[START Extract provided]

Live reporting by
Samuel Lisec
With recent federal cuts and the current affordable housing crisis the city is proposing the Green Social Housing Ordinance as an alternative financing structure to provide permanently affordable mixed-income housing.
Hi! I’ll be live-reporting today's Chicago City Council finance, housing & real estate joint committee meeting for #CHIdocumenters @CHIdocumenters, an organization created by the Chicago nonprofit newsroom City Bureau.
12:22 PM Apr 9, 2025 CDT

Chicago’s legislative finance committee—chaired by Pat Dowell of Ward 3—consists of 34 alderpersons who oversee matters like the city’s taxes, bonds, revenue orders and general funds for municipal services, capital projects and charity contributions.

Chicago’s legislative housing & real estate committee—chaired by Byron Sigcho-Lopez of Ward 25—consists of 19 alderpersons who oversee matters like the city’s housing agencies, neighborhood conservation, and real estate acquisitions/leases.

Today’s agenda states the two committees will vote on the Green Social Housing ordinance — i.e, whether to establish a “not-for-profit residential investment corporation” to create “permanently affordable, mixed-income and environmentally sustainable housing.”

The joint committee meeting started around 12 p.m. on April 9, 2025, in the downtown City Hall Chamber. There’s about 50 people in public attendance, excluding city staff. There's a good group wearing shirts from the community grassroots org ONE Northside.

A number of speakers during the opening public comment section voiced their support for the city’s Green Social Housing plan, including reps from the Illinois Green New Deal Coalition, Jewish Council on Urban Affairs, Metropolitan Planning Council and Elevated Chicago nonprofit.

A handful of reps from One Northside urged the council to advance the Green Social Housing (GSH) ordinance to City Council, lauding how it may improve tenant-conditions, create jobs, address climate change and set “a new standard for affordable housing and future for our city.”

Lissette Castañeda, commissioner of the city’s Department of Housing, requested the committee vote in favor of GSH as 51% of Chicago residents spend more than 30% of their income on housing and Chicago "cannot wait for a solution that may never come."

[END Extract provided]
[START Data for this exercise]

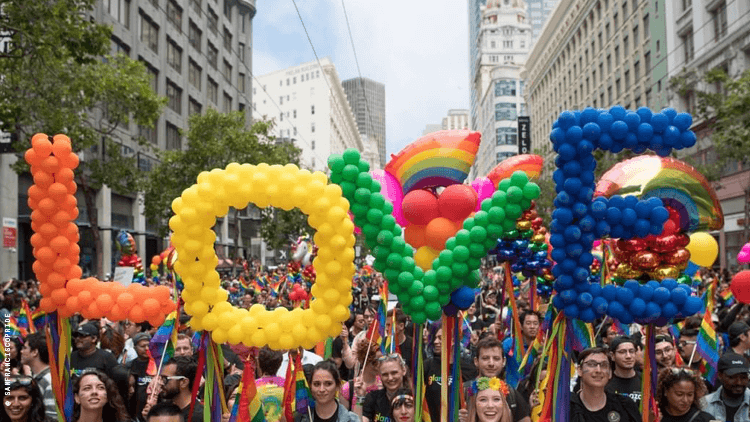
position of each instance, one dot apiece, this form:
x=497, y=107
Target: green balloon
x=433, y=310
x=376, y=216
x=443, y=273
x=481, y=218
x=350, y=173
x=351, y=156
x=515, y=194
x=478, y=234
x=460, y=270
x=519, y=178
x=336, y=163
x=460, y=254
x=394, y=261
x=499, y=199
x=446, y=257
x=531, y=191
x=462, y=237
x=430, y=293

[END Data for this exercise]

Tasks to perform:
a. Which organizations does the meeting report name as having representatives who voiced support for the Green Social Housing plan during the opening public comment section?
b. Rewrite every line of the rows after the meeting report as a numbered list, skipping blank lines and leaving the picture out.

Answer list:
a.
- Illinois Green New Deal Coalition
- Jewish Council on Urban Affairs
- Metropolitan Planning Council
- Elevated Chicago

b.
1. position of each instance, one dot apiece, this form:
2. x=497, y=107
3. Target: green balloon
4. x=433, y=310
5. x=376, y=216
6. x=443, y=273
7. x=481, y=218
8. x=350, y=173
9. x=351, y=156
10. x=515, y=194
11. x=478, y=234
12. x=460, y=270
13. x=519, y=178
14. x=336, y=163
15. x=460, y=254
16. x=394, y=261
17. x=499, y=199
18. x=446, y=257
19. x=531, y=191
20. x=462, y=237
21. x=430, y=293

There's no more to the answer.